### Supplied data ###

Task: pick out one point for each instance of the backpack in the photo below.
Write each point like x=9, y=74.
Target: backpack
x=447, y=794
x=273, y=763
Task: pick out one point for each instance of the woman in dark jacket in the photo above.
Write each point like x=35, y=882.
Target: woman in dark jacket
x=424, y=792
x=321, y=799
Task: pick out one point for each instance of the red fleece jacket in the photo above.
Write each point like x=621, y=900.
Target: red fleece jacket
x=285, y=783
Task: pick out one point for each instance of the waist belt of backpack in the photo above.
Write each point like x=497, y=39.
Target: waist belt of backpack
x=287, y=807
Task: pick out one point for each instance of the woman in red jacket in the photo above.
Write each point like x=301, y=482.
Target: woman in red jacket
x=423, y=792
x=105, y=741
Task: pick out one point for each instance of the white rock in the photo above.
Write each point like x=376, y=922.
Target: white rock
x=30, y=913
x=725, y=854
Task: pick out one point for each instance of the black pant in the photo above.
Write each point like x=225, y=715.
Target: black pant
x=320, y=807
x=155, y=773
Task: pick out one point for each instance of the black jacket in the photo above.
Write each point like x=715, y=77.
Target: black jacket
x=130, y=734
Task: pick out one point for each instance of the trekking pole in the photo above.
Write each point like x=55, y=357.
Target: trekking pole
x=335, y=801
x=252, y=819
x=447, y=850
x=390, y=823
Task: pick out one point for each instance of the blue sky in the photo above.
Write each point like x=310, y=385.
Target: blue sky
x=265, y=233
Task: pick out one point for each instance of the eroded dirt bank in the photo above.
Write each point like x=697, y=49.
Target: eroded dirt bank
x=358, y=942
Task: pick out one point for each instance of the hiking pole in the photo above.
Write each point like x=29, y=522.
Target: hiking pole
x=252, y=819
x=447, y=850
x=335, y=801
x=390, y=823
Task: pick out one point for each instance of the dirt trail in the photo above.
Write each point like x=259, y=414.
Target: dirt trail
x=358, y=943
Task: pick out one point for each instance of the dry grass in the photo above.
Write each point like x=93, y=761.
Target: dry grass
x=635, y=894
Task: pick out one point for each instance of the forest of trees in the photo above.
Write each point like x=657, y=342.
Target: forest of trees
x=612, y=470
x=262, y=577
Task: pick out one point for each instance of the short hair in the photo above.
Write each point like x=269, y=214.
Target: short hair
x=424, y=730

###

Reproduce every line of the records above word for word, keeping their original order.

Task: pick out one point for each instance of the backpack in the photo below.
Write each point like x=9, y=74.
Target: backpack
x=447, y=794
x=273, y=763
Task: pick out one point for each instance of the woman in dark jacket in the photo above.
Write each point like x=35, y=882.
Target: woman in dark jacket
x=424, y=792
x=321, y=799
Task: pick out one point for each instance of the red fleece jacket in the photo above.
Write each point like x=621, y=900.
Target: red fleece jacket
x=285, y=783
Task: pick out one point for each instance of the waist belt of backpack in the photo above.
Write each point like x=497, y=39.
Target: waist belt of backpack
x=287, y=807
Task: pick out one point for each instance of the woman in red jacket in the photo above.
Write each point like x=301, y=482.
Target: woman in red jacket
x=423, y=792
x=105, y=741
Task: pick out one point for each instance of the white rock in the photo above.
Write each point like x=376, y=922.
Target: white rock
x=30, y=913
x=725, y=854
Task: pick out one point for each instance of the black pant in the photo above.
Write each point like x=225, y=715.
Target: black pant
x=320, y=807
x=155, y=773
Task: pick out one point for each instance of the black jacket in the photo above.
Write each point like x=715, y=77.
Target: black jacket
x=130, y=734
Task: pick out one point for each instance of the trekking pole in the photo above.
Write each point like x=55, y=357.
Target: trekking pole
x=335, y=801
x=252, y=819
x=447, y=850
x=390, y=823
Task: pick out one point for each instance of the blue sky in the photo above.
Write each point like x=310, y=385.
Target: blue sky
x=265, y=233
Task: pick out one point for each instance of the eroded dirt bank in the photo above.
Write each point like x=697, y=49.
Target: eroded dirt bank
x=358, y=942
Task: pick out one point for each instance of the hiking pole in the photo above.
Write each point like x=29, y=522.
Target: hiking pole
x=252, y=819
x=447, y=850
x=335, y=801
x=390, y=823
Task: pick out one point for each instance of the dirt trail in the photo above.
Write each point like x=259, y=414.
Target: dirt trail
x=358, y=943
Task: pick out one point for each instance of the dry grass in the photo above.
Write each point like x=93, y=761.
Target: dry grass
x=635, y=894
Task: pick out one point for each instance of the forest of trees in the photo above.
Write each point like x=657, y=342.
Target: forest of trees
x=612, y=470
x=262, y=577
Task: pick out one point for each instance of the short hair in the photo above.
Write each point like x=269, y=214.
Target: short hair
x=424, y=730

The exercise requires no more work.